__TASK DETAILS__:
Show each line of the material below that contains the word "wooden". Case matters.

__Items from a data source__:
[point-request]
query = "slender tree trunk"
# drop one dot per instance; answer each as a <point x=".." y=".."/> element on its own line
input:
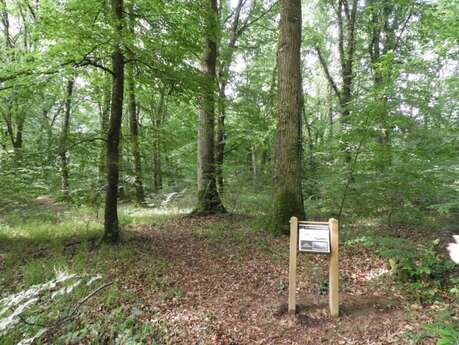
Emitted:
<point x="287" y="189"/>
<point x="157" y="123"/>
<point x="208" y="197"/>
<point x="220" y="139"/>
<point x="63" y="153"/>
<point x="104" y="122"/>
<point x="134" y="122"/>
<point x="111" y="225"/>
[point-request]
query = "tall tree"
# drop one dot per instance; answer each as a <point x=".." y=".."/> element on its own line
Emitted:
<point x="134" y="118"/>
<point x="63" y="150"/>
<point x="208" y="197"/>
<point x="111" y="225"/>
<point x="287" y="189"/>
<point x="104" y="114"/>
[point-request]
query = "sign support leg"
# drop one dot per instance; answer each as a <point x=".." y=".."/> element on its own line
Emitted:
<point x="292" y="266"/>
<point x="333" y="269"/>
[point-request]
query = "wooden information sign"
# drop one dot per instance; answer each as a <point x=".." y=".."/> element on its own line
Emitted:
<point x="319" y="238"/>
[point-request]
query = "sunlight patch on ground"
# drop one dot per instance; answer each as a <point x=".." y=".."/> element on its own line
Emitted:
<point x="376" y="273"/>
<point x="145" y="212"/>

...

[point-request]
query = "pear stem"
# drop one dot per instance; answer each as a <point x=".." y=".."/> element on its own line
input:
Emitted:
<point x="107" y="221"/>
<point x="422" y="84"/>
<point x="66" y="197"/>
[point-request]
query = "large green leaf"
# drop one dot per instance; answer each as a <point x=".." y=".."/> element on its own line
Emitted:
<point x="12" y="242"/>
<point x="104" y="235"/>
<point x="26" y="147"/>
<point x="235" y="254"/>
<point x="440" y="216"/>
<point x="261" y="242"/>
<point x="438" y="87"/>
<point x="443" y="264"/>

...

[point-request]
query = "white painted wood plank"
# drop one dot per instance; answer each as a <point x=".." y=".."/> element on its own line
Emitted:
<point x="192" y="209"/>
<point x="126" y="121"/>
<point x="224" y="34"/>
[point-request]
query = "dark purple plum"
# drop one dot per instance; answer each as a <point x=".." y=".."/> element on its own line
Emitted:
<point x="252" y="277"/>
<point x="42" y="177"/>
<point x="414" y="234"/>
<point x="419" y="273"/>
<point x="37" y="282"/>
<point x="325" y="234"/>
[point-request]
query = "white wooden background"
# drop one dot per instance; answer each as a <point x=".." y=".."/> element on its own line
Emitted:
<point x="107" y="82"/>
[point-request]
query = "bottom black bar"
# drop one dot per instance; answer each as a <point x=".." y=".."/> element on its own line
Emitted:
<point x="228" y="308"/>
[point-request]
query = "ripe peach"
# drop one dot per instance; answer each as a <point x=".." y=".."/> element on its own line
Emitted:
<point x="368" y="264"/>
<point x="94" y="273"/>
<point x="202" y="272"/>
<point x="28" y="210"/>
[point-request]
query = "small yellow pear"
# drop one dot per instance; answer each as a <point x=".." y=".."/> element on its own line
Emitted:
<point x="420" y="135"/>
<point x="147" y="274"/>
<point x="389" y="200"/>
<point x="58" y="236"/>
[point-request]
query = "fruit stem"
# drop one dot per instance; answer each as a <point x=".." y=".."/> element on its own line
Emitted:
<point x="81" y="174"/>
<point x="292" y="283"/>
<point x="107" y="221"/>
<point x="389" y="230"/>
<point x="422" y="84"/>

__OUTPUT BELOW__:
query = "wooden information sign"
query = "white wooden background"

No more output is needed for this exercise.